Raw records:
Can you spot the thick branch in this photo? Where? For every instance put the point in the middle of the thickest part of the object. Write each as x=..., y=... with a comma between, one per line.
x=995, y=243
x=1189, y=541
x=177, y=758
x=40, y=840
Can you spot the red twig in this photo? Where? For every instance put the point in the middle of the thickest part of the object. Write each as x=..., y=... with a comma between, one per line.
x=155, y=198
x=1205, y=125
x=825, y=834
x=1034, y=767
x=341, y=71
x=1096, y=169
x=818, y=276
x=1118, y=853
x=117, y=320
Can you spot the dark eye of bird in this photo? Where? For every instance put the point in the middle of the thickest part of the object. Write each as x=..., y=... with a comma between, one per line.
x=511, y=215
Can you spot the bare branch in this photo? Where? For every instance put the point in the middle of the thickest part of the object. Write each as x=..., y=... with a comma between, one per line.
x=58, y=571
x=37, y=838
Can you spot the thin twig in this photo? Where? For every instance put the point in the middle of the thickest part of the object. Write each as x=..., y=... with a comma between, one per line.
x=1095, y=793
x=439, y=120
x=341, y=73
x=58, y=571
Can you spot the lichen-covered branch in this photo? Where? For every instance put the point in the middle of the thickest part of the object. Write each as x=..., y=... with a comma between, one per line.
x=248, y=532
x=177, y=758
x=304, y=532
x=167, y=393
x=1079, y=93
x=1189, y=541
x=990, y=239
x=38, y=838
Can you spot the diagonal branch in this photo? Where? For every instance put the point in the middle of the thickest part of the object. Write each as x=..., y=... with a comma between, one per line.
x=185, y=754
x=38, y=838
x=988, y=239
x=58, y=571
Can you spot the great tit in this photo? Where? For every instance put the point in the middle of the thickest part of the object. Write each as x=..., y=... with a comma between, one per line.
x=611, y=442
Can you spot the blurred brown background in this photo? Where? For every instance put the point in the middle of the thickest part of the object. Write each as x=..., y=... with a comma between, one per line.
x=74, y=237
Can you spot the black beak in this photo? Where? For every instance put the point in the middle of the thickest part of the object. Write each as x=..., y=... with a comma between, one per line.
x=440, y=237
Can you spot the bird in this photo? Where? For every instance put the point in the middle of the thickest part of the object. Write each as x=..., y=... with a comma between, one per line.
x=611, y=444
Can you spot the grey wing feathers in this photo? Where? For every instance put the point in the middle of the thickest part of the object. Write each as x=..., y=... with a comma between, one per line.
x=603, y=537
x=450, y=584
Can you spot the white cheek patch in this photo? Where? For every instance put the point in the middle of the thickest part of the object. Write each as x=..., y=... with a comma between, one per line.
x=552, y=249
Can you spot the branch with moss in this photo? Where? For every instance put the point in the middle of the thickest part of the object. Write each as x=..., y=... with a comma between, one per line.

Written instruction: Render every line above as a numbered list, omitting any blank lines.

Written response:
1. Can you spot the thick branch in this photo? Where? For every instance put the point in the middle of the thickest part of the object. Write each as x=..., y=... with a comma between, one per line.
2. x=995, y=243
3. x=1189, y=541
4. x=177, y=758
5. x=40, y=840
6. Can you spot the red twig in this photo? Where? For every instance put the point in the middle of the thickest part of the object. Write each as x=..., y=... with a comma between, one per line.
7. x=155, y=198
8. x=1205, y=125
9. x=825, y=834
10. x=1034, y=767
11. x=341, y=71
12. x=1096, y=169
13. x=818, y=276
14. x=1118, y=853
15. x=117, y=320
16. Can you spot the dark eye of bird in this photo? Where? For every instance put the point in the middle of the thickest part of the object. Write each as x=..., y=... with a comma between, one per line.
17. x=511, y=215
18. Can you spot the bare branch in this photo? Where? For every instance put the point in the middle of the thickest part of the object. Write each as x=..., y=... with a comma between, one per line.
19. x=58, y=571
20. x=37, y=838
21. Can you spot the thin twig in this photo? Where? For every instance put the point in the middle of the thickest part of the object. Write each as x=..., y=... with a comma between, one per line.
22. x=1095, y=793
23. x=439, y=120
24. x=341, y=73
25. x=58, y=571
26. Can you spot the lichen-covered branch in this photo? Where? For every instance put the point in the middle of the thickest part of the object. Write each as x=..., y=... with a comma between, one per line.
27. x=248, y=532
28. x=177, y=758
29. x=304, y=532
30. x=167, y=393
31. x=1079, y=93
32. x=1189, y=541
33. x=990, y=239
34. x=38, y=838
35. Can you spot the diagonal branch in this photo? Where? For every instance put the point in the middle of the thickest part of the object. Write each as x=..., y=... with a comma between, one per line.
36. x=185, y=754
37. x=38, y=838
38. x=988, y=239
39. x=58, y=571
40. Can you spot the great tit in this photo? Where? For every instance put the point in the middle of the thickest part of the object. Write each as x=..., y=... with a comma between, one per line.
41. x=611, y=442
42. Can you spot the blurred brown background in this photo? Where? For every instance put the point in the middle of the thickest part of the object. Write each as x=..., y=... with a comma between, one per line.
43. x=74, y=237
44. Can you spot the black beak in this photo? Where? For every instance put the point in the middle of the thickest part of the object. Write each as x=..., y=... with a comma between, one per line.
45. x=440, y=237
46. Can you spot the bird in this photo? Where? For every instance put the point in the middle of the thickest part of the object. Write each as x=..., y=... with a comma between, one per line.
47. x=611, y=444
48. Can you spot the grey wing feathers in this photo? Where? For every instance put the point in the middle of the thickest part of the object. Write each as x=..., y=... with a comma between, one per line.
49. x=603, y=537
50. x=450, y=584
51. Can you spot the white cheek patch in this photo? Where? For every instance put the point in the middle of the thickest part of the object. Write each as x=..., y=... with a comma between, one per line.
52. x=552, y=249
53. Can you spot the branch with moss in this photo? Where? For every instance put the point in the middle of the thickest part of the object. Write each as x=..., y=... with a comma between, one per line.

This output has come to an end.